[start of Reading passage]

How to fool Neural Networks

5 min readApr 10, 2023

“Adversarial attacks” may seem like a cool, sci-fi I’m-doing-cool-and-crucial-work technical buzzword, but the idea itself is still very much understandable and much more layman than it seems. The act of “attacking” a neural network is a recently emerging technique of “red-teaming” ones own systems. Originating from cybersecurity, it facilitated the discovery of system vulnerabilities and was used by both black-hat, malicious hackers and companies trying to audit and improve their cyberdefences and personnel skill.

Definitely, the topic of adversarial networks has been extensively covered, but due to recent developments in neural network architecture and frameworks, I believe it is time to dust off the covers and revisit this interesting subject of “playing the devil’s advocate” with arguably the greatest innovation in Machine Learning in the 21st century.

Inception

December 2013 was an oft-quoted date with regards to adversarial attacks. It was here that the notion of “adversarial attacks” or “perturbations” to model input was first conceived. Intriguing properties of neural networks (Szegedy et al., 2013) analysed several DNNs (Deep Neural Networks) of the time (AlexNet, Classifier + Autoencoder, Fully-Connected Network, etc.) with regards to image detection.

They found weaknesses in the robustness of the neural networks and discovered that a learned perturbation could potentially cause the DNN to missclassify the image. These perturbations were nearly invisible to the naked eye, and the attack generalised well across different models and training sets. This was done by minimising the magnitude of the perturbation, ||r|| and the loss it incurred (L(x + r)) when applied to the image, whilst constraining all resultant image pixel values to [0, 1]. Due to the difficulty of precise computation of the problem, box-constrained LBFGS (Limited-memory Broyden–Fletcher–Goldfarb–Shanno algorithm) helped to achieve a reliable approximation.

[end of Reading passage]

> [Short exercise 1]
Reproduce the whole article on fooling neural networks word for word.
The article and the listing are unrelated to each other.

[start of Data entries]

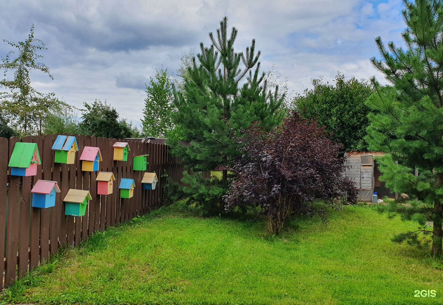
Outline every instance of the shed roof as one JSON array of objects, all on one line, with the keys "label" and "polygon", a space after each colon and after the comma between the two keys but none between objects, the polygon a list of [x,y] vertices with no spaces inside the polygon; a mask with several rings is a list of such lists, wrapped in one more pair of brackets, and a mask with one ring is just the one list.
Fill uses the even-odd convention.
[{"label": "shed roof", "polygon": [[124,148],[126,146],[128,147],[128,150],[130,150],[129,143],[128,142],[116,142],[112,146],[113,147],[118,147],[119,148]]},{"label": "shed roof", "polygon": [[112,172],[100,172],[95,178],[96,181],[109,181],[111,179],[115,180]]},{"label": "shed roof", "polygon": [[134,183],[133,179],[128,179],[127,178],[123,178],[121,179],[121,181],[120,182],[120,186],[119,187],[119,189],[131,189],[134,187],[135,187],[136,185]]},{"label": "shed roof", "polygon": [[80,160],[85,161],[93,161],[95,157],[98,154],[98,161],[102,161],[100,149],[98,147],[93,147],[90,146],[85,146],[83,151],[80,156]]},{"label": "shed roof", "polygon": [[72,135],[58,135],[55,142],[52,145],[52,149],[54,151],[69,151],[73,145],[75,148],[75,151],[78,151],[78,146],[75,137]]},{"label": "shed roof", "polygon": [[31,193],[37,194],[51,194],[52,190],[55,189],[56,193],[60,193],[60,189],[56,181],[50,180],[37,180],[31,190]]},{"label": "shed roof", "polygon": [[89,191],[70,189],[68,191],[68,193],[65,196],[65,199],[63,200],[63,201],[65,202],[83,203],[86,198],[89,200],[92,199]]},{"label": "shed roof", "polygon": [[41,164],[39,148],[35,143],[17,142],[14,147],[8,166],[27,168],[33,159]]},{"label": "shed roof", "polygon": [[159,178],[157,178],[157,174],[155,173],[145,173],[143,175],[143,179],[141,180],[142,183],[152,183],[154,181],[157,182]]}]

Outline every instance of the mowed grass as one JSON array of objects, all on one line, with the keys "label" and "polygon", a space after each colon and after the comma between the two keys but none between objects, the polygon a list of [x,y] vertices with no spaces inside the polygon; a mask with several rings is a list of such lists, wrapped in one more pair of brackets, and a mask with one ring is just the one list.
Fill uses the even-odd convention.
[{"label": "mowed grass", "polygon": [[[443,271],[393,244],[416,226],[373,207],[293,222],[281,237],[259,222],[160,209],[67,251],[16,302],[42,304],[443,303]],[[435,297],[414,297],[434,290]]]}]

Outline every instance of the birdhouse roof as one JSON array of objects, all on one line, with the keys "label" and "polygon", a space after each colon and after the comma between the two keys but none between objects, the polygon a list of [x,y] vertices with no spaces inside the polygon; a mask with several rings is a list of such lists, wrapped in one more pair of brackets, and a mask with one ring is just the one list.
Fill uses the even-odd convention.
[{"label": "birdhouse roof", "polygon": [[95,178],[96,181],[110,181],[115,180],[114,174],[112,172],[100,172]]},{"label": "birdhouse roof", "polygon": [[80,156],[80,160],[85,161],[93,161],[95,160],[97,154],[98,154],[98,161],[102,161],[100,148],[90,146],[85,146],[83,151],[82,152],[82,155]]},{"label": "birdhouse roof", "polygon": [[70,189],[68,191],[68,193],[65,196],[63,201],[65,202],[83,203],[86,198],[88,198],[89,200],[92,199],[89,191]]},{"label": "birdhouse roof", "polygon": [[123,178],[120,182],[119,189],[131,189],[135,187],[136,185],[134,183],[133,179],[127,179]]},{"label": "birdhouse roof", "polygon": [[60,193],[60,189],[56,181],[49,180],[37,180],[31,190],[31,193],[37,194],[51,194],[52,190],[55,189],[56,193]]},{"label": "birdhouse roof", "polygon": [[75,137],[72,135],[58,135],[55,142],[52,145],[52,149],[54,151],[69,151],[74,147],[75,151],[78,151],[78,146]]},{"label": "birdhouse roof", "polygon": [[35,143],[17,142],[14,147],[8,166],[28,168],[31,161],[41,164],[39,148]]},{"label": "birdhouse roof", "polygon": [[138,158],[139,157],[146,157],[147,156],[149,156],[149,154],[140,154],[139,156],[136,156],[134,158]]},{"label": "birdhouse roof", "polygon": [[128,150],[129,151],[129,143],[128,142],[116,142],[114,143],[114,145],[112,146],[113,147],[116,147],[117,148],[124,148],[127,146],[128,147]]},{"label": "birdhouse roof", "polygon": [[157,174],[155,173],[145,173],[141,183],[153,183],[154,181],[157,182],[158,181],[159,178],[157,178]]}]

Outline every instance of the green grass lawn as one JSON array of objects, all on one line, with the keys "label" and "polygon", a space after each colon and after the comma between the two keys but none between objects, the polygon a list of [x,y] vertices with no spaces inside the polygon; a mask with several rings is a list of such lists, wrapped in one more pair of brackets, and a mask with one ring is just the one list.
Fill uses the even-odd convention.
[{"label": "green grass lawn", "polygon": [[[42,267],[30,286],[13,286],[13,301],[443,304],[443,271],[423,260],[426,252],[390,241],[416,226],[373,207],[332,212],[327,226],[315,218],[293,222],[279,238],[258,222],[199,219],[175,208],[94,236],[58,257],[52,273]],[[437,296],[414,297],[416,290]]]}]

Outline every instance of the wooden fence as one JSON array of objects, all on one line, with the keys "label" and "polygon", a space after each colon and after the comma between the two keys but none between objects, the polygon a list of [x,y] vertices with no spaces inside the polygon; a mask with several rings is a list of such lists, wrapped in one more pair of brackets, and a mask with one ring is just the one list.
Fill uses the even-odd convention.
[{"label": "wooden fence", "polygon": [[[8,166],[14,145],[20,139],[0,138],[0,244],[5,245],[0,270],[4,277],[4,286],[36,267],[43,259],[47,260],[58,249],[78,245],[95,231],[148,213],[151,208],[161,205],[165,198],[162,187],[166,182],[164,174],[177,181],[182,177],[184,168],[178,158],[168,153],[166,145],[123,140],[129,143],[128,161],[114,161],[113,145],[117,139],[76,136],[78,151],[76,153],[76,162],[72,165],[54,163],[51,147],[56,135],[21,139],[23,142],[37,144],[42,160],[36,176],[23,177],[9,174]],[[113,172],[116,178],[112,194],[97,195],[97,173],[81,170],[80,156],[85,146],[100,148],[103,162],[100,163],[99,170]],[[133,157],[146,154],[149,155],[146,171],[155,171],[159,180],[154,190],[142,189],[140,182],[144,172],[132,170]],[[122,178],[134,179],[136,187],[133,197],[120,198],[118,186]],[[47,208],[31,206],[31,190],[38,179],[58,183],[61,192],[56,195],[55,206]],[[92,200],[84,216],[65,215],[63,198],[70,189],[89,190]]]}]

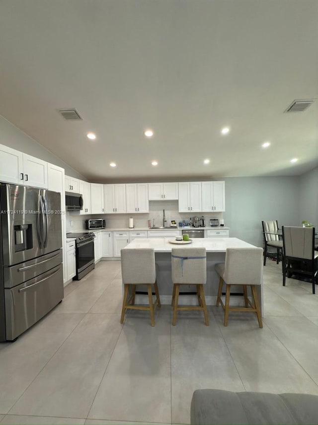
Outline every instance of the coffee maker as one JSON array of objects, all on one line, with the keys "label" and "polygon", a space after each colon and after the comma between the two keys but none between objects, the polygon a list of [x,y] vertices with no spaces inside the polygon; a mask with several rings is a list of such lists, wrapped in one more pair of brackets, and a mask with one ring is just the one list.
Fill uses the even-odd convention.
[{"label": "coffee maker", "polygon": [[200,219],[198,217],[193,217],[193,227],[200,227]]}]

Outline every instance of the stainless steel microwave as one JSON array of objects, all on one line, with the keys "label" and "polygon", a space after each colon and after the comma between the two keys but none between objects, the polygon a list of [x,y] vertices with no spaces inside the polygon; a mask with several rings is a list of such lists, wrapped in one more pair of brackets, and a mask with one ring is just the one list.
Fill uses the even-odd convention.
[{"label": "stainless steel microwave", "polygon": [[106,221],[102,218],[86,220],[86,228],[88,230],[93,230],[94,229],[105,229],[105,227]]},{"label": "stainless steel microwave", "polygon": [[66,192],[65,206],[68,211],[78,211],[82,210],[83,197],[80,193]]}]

[end of Data entries]

> [Short exercise 2]
Copy out the stretch of the listing from the line containing "Outline every instance of the stainless" through the end of the listing, character for character.

> [Worked answer 1]
How to fool Neural Networks

5 min readApr 10, 2023

“Adversarial attacks” may seem like a cool, sci-fi I’m-doing-cool-and-crucial-work technical buzzword, but the idea itself is still very much understandable and much more layman than it seems. The act of “attacking” a neural network is a recently emerging technique of “red-teaming” ones own systems. Originating from cybersecurity, it facilitated the discovery of system vulnerabilities and was used by both black-hat, malicious hackers and companies trying to audit and improve their cyberdefences and personnel skill.

Definitely, the topic of adversarial networks has been extensively covered, but due to recent developments in neural network architecture and frameworks, I believe it is time to dust off the covers and revisit this interesting subject of “playing the devil’s advocate” with arguably the greatest innovation in Machine Learning in the 21st century.

Inception

December 2013 was an oft-quoted date with regards to adversarial attacks. It was here that the notion of “adversarial attacks” or “perturbations” to model input was first conceived. Intriguing properties of neural networks (Szegedy et al., 2013) analysed several DNNs (Deep Neural Networks) of the time (AlexNet, Classifier + Autoencoder, Fully-Connected Network, etc.) with regards to image detection.

They found weaknesses in the robustness of the neural networks and discovered that a learned perturbation could potentially cause the DNN to missclassify the image. These perturbations were nearly invisible to the naked eye, and the attack generalised well across different models and training sets. This was done by minimising the magnitude of the perturbation, ||r|| and the loss it incurred (L(x + r)) when applied to the image, whilst constraining all resultant image pixel values to [0, 1]. Due to the difficulty of precise computation of the problem, box-constrained LBFGS (Limited-memory Broyden–Fletcher–Goldfarb–Shanno algorithm) helped to achieve a reliable approximation.

> [Worked answer 2]
Outline every instance of the stainless steel microwave as one JSON array of objects, all on one line, with the keys "label" and "polygon", a space after each colon and after the comma between the two keys but none between objects, the polygon a list of [x,y] vertices with no spaces inside the polygon; a mask with several rings is a list of such lists, wrapped in one more pair of brackets, and a mask with one ring is just the one list.
Fill uses the even-odd convention.
[{"label": "stainless steel microwave", "polygon": [[106,221],[102,218],[86,220],[86,228],[88,230],[93,230],[94,229],[105,229],[105,227]]},{"label": "stainless steel microwave", "polygon": [[66,192],[65,206],[68,211],[78,211],[82,210],[83,197],[80,193]]}]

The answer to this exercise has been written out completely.